Instruction.
Copy the material below line for line, without changing a single character.
··· Entries provided
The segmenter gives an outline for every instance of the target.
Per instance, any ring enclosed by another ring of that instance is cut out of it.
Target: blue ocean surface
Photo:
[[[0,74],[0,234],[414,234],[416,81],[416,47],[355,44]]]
······
Solution to this problem.
The segmenter gives an outline for every instance of the target.
Per instance, any ring enclosed by another ring of that instance is cut out of it.
Target: blue ocean surface
Photo:
[[[0,74],[0,234],[414,234],[416,81],[416,47],[355,44]]]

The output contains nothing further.